**PROMPT**:
Find every line in the records below that contains the string "background" and copy each of those lines in full. Match case exactly.

**EXTRACTED RECORDS**:
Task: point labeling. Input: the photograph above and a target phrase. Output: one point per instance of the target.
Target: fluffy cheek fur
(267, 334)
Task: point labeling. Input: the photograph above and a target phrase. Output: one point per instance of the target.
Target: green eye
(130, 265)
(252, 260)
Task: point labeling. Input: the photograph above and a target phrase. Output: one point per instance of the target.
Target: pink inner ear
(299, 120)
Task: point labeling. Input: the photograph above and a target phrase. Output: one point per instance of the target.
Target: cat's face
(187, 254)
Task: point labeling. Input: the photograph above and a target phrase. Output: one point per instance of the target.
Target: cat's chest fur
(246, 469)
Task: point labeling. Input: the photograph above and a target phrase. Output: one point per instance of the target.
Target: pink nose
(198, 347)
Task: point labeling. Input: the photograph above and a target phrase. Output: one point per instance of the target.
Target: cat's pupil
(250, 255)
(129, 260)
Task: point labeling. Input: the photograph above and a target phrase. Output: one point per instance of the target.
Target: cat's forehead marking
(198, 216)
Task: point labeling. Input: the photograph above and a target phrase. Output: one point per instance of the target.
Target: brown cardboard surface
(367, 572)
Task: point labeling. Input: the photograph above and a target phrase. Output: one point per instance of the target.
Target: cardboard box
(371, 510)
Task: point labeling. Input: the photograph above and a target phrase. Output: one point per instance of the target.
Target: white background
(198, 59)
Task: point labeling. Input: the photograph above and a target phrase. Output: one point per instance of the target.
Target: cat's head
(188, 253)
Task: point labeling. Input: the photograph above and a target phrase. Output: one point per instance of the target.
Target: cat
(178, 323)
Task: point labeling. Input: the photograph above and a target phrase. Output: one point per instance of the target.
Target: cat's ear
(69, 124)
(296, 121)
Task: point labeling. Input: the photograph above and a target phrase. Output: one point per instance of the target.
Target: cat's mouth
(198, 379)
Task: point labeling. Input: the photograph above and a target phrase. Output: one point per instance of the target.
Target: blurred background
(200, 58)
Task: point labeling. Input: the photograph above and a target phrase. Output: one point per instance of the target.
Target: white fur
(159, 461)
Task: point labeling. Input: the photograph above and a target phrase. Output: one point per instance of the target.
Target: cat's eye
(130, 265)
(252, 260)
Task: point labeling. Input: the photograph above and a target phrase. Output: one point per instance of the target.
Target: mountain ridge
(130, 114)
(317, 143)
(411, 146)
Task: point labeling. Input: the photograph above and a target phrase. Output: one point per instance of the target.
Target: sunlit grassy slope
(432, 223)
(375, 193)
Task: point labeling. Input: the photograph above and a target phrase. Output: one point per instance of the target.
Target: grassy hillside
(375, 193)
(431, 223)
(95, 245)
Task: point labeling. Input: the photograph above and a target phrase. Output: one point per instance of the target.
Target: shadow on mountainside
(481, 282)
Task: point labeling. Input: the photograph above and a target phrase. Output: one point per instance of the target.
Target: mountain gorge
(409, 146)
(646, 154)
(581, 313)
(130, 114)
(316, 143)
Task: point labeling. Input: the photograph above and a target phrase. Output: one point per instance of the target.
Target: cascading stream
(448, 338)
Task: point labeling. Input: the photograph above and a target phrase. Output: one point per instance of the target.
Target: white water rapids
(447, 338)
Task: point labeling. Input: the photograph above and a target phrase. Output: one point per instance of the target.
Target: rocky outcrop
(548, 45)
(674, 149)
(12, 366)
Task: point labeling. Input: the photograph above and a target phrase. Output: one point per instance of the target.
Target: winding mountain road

**THE REPLY**:
Target: white background
Target: blurred background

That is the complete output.